__WORK ORDER A__: In the passage on children's growth, how did the writer tend the row of peas in the garden bed?
__WORK ORDER B__: For the passage on children's growth, state whether each statement agrees with it, answering yes or no and quoting the deciding words: (i) All the peas sprouted on the same day. (ii) Adults cannot create the passion that drives a child's intellectual growth. (iii) Every child should be made to master music, art, or a manual trade.
__WORK ORDER C__: Carry on the passage on children's growth from its final sentence.

Or do we see our role as parents and educators to be one of providing opportunities to explore and grow, while allowing our children to choose the direction, rate, and nature of that growth? Are they like plants which we tend with loving care – providing soil, water, and space to flourish – but over which, ultimately, we have no true control? I remember one year planting peas, all in a row in a single garden bed; I watered them and fertilized them synchronously, and yet some sprouted days before their neighbors, and some grew to twice the height of others, lanky stems reaching up to the sky much farther in between each set of leaves and tiny tendrils. Nothing I did caused or could have eliminated the differences between those plants (though I certainly could have affected their development negatively by forgetting to water them, in which case the height difference may not have been so noticeable…).
Perhaps it is the same way with children. Some will shoot out intellectually, reaching with insatiable desire towards the skies of knowledge and academic learning, constant thirst for the sunlight of information driving them onward. We could stunt that growth by neglect or empower it by attention, but we cannot create (and can only with great difficulty destroy) the passion that motivates it. Others may grow in more embodied ways, developing craftsmanship and skill in professions such as music, art, or manual trades, and pursuing the creation of tangible beauty rather than the acquisition of knowledge. While we can offer the opportunity to learn those skills to all children, not all will desire to hone them to mastery, and it is most likely counterproductive to attempt to force it.

__EXTRACTED DATA__:
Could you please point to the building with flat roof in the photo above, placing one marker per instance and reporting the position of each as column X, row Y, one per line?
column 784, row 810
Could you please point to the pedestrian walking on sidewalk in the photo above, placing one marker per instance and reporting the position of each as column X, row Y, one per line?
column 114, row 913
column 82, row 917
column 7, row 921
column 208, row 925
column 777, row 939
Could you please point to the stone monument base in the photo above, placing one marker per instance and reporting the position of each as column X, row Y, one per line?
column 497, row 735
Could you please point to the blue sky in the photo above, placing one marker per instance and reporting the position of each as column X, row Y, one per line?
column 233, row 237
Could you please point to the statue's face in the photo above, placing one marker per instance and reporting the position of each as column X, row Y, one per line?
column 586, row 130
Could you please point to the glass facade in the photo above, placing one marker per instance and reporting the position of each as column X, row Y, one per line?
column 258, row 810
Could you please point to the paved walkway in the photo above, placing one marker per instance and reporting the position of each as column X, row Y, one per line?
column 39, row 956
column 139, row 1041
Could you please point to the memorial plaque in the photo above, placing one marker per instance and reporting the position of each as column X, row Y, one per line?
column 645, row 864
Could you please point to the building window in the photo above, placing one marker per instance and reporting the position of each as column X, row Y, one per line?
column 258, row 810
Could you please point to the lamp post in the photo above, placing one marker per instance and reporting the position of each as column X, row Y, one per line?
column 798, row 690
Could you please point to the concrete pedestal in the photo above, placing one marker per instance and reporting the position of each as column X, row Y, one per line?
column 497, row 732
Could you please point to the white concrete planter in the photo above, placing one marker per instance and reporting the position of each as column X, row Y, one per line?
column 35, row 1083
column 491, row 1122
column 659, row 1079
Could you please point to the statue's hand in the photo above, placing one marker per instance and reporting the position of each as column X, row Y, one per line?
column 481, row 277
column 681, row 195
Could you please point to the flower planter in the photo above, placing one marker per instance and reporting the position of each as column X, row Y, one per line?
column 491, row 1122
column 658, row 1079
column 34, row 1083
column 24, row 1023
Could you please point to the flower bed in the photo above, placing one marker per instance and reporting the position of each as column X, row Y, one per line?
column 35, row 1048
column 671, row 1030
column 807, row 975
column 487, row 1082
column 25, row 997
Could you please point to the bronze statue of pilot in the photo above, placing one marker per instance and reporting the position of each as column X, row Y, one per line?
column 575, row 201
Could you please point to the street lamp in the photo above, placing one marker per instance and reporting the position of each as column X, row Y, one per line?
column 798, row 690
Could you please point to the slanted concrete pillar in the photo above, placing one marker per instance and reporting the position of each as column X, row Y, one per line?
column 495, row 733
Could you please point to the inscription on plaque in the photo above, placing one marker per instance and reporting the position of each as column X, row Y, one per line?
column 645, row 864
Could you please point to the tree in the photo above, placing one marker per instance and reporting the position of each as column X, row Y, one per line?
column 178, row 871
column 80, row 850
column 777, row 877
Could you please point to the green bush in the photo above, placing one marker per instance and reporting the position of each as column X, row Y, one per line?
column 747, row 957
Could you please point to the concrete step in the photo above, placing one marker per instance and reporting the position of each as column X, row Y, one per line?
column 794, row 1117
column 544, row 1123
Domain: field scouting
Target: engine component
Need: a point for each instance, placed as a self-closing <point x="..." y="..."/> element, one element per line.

__RESULT A__: The writer watered and fertilized them synchronously.

__RESULT B__:
(i) No: "some sprouted days before their neighbors"
(ii) Yes: "we cannot create (and can only with great difficulty destroy) the passion that motivates it"
(iii) No: "it is most likely counterproductive to attempt to force it"

__RESULT C__:
The knowledge and skills that align with a child’s natural talents and inclinations will be the easiest for them to develop, as well as the ones most likely to bring them joy and success throughout their lives – regardless of how “one-sided” it may make them appear now.
We may fear that, if children are allowed to choose the direction of their learning, they may choose incorrectly.
Does a tree choose the wrong place to grow a branch?
Does the blackberry bush extend its vines the wrong way?
To paraphrase C. S. Lewis (I believe from Mere Christianity), the tree and the bush are following the rules of their nature and are not wrong or incorrect in doing so, although they may be quite inconvenient indeed for us!
And while it is quite fine to trim back a plant for the sake of our comfort and convenience, it is not at all fine to trim back the growth of another person for the sake of our own convenience. Providing a trellis to support their growth is one thing; stunting or restricting that growth simply because it doesn’t fit our idea of what their growth should look like is quite another.
Children are human too, after all. And humans, we believe, in fundamental democratic terms, are entitled to life, liberty, and the pursuit of happiness (always being aware of how our actions infringe upon the rights of others, of course).
Coercive education – forcing a child to learn something in which he has no interest, for no purpose at all except the nebulous expectations of adult society, at the expense of time and energy that could have been devoted to the unique and explorative learning that his heart desires – seems to me to be quite far from those exalted human rights.
We can attempt to control, and set ourselves and our children up for disappointment, failure, and bitterness – or we can let our children provide the directing and motivating force while we provide the rich and nourishing environment in which they can flourish in beauty and individuality. We can give them the gifts of freedom, acceptance, and support, and marvel at the different ways they blossom before our wondering eyes.